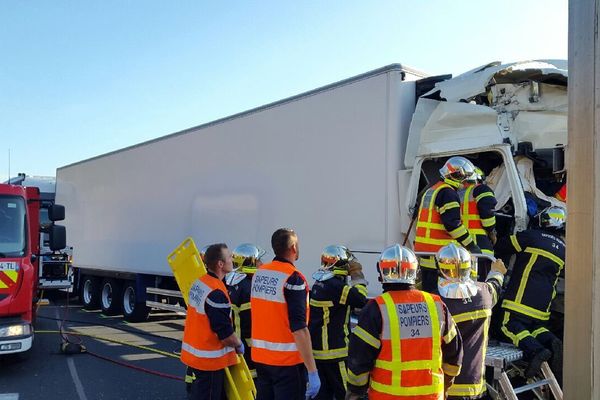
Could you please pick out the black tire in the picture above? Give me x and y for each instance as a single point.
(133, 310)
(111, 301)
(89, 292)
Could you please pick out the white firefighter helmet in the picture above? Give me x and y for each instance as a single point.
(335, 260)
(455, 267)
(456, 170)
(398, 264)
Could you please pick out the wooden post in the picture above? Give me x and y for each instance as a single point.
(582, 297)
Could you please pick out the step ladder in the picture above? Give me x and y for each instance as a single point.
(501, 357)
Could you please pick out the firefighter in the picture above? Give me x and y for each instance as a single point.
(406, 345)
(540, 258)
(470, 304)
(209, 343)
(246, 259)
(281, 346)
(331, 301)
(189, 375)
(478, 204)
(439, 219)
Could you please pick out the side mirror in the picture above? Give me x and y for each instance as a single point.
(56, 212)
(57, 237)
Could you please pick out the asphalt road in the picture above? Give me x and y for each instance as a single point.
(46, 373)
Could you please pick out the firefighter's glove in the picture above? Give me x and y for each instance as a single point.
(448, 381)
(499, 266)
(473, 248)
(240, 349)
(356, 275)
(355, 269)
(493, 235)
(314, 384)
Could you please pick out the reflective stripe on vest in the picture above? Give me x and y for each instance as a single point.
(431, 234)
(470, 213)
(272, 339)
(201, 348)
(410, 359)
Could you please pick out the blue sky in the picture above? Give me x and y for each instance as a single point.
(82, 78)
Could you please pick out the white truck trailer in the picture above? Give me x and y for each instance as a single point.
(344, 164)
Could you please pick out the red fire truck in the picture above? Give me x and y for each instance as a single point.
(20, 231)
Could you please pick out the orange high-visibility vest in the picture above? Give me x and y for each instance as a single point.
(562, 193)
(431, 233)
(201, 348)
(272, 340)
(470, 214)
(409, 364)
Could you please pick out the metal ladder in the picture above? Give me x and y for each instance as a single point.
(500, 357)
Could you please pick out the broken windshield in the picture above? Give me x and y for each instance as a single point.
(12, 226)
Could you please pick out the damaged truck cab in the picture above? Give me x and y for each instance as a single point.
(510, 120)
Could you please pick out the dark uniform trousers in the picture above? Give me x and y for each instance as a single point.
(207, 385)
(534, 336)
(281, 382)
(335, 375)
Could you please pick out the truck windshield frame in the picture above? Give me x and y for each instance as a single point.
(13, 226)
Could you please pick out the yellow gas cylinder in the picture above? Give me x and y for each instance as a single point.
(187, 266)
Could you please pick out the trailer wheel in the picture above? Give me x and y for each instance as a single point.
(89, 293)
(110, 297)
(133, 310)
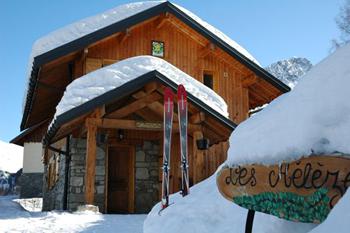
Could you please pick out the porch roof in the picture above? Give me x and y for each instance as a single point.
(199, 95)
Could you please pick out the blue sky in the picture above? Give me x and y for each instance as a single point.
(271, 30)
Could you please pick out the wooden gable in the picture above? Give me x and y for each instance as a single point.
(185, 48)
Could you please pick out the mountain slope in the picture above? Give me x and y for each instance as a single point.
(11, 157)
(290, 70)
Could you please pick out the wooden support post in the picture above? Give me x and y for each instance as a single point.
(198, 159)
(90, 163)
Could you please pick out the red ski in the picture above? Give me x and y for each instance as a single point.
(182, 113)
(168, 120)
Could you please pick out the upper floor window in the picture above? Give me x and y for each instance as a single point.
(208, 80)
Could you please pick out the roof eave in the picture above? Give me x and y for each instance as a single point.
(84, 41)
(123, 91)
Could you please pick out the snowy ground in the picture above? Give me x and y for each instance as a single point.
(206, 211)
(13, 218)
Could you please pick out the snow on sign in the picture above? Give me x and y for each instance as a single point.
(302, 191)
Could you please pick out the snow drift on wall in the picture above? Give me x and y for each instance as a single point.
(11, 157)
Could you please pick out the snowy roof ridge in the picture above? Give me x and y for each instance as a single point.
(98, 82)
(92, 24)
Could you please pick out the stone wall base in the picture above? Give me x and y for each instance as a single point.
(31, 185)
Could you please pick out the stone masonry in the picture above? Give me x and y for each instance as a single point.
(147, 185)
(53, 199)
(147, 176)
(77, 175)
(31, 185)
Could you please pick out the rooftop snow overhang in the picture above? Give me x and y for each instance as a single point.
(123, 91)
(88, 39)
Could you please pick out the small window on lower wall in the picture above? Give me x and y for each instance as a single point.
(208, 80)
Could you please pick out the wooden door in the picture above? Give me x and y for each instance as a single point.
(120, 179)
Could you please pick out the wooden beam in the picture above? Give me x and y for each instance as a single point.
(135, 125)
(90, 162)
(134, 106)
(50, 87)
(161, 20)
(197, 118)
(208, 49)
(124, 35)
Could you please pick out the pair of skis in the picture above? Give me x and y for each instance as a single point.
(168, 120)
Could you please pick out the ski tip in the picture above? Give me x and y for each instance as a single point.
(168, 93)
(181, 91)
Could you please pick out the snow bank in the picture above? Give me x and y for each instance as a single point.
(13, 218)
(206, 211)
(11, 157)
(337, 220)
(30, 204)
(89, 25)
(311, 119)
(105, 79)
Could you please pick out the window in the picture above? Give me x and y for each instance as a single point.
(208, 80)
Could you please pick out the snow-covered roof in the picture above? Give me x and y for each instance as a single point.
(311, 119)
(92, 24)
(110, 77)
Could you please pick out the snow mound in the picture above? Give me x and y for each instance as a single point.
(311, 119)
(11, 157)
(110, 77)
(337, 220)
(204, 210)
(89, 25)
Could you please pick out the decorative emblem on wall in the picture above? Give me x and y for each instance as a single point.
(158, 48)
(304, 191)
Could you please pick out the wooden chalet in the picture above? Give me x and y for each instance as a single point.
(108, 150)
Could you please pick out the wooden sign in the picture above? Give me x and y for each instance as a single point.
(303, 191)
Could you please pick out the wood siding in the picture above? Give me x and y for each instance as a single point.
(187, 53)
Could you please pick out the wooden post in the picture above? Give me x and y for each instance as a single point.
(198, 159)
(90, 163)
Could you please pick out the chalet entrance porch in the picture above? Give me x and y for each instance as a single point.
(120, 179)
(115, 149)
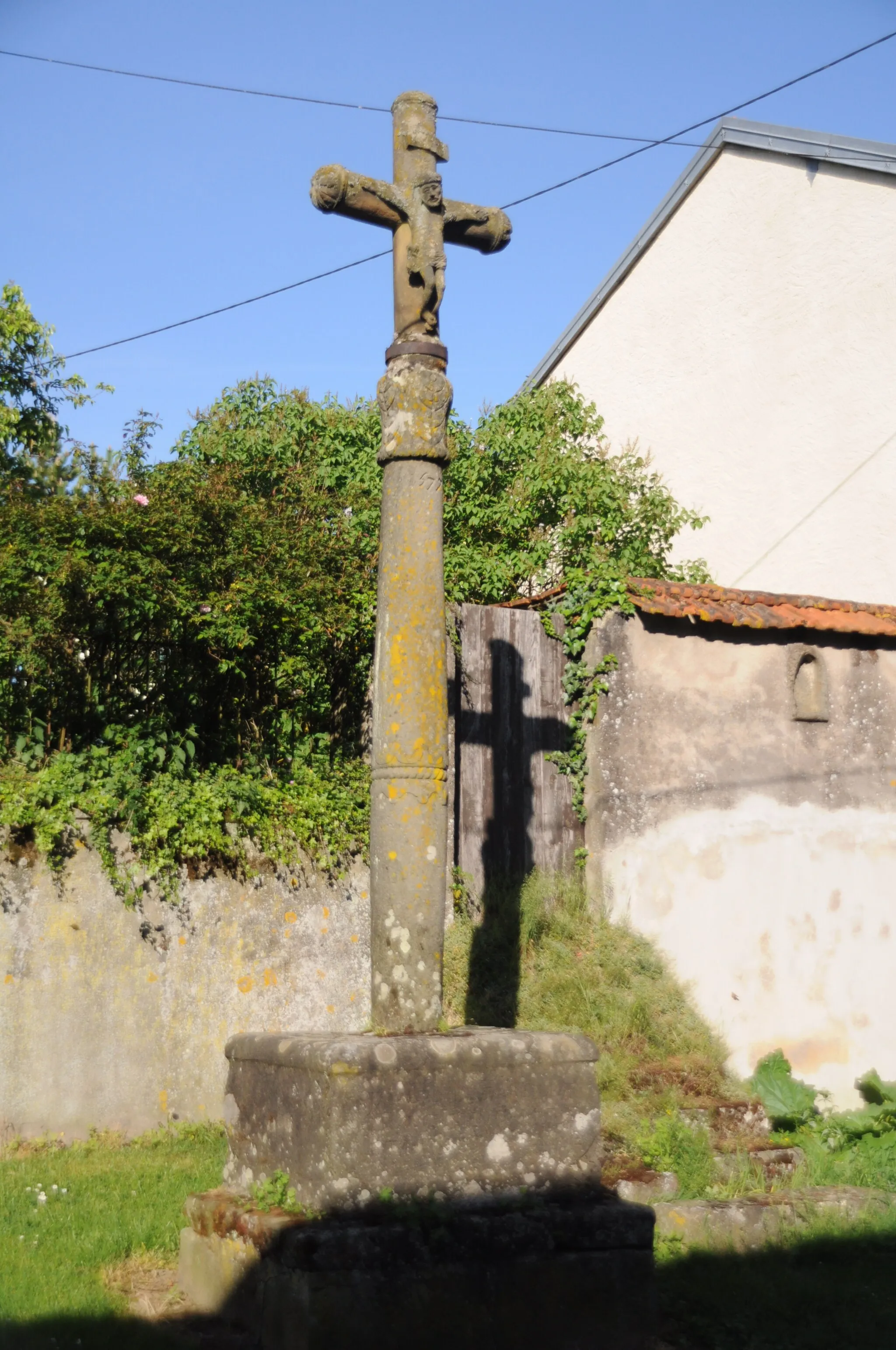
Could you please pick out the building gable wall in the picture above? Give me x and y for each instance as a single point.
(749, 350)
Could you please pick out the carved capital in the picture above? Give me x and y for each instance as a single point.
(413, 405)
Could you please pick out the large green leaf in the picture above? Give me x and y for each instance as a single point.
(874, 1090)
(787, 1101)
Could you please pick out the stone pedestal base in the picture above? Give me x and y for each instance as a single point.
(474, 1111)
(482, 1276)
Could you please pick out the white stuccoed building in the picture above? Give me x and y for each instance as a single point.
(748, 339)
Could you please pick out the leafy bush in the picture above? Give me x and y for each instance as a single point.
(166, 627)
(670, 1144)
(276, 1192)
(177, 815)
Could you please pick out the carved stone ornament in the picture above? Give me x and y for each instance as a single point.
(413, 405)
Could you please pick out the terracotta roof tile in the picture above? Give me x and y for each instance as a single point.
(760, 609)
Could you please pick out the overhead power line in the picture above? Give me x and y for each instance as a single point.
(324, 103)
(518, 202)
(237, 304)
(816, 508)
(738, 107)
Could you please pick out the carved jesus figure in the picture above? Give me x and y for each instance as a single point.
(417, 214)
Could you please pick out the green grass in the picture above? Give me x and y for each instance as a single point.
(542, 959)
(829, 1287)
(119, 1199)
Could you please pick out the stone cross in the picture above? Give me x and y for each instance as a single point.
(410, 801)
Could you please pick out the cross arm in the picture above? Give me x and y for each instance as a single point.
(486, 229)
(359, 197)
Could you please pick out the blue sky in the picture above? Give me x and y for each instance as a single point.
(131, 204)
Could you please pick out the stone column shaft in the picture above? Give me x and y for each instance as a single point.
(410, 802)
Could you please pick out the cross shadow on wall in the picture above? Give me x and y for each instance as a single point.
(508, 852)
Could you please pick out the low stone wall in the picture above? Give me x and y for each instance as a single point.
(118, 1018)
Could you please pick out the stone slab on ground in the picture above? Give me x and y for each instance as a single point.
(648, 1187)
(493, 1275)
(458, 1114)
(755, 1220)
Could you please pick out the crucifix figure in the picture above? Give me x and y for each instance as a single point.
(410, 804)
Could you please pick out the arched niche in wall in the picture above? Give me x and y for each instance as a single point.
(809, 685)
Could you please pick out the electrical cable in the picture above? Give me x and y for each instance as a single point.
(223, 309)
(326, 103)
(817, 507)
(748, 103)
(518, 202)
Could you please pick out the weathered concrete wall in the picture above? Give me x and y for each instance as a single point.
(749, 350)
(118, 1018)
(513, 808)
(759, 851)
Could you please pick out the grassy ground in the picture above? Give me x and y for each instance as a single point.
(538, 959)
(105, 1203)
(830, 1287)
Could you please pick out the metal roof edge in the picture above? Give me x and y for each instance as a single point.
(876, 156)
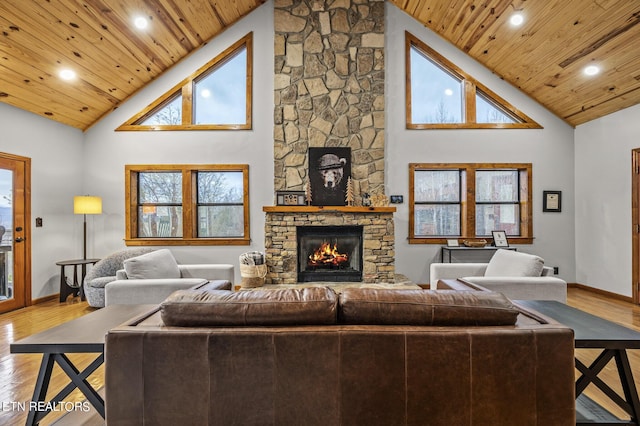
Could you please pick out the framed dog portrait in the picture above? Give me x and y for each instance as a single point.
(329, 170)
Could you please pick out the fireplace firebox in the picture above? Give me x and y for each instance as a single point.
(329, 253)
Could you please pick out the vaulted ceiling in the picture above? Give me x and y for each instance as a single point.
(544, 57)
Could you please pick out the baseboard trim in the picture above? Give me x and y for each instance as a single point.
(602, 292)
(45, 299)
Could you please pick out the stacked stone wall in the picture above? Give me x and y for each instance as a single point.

--------------------

▶ _Work item_: Quote exactly what appears from the line containing "Could you please pick out the baseboard" through the final line of the listing above, including both of those lines.

▶ _Written answer_:
Could you please pick out the baseboard trim in the picture above? Give me x and y for each instance as a single point.
(602, 292)
(45, 299)
Could you please pick out the stacked stone wall in the picture above? Give me x and y for each instance as a single point.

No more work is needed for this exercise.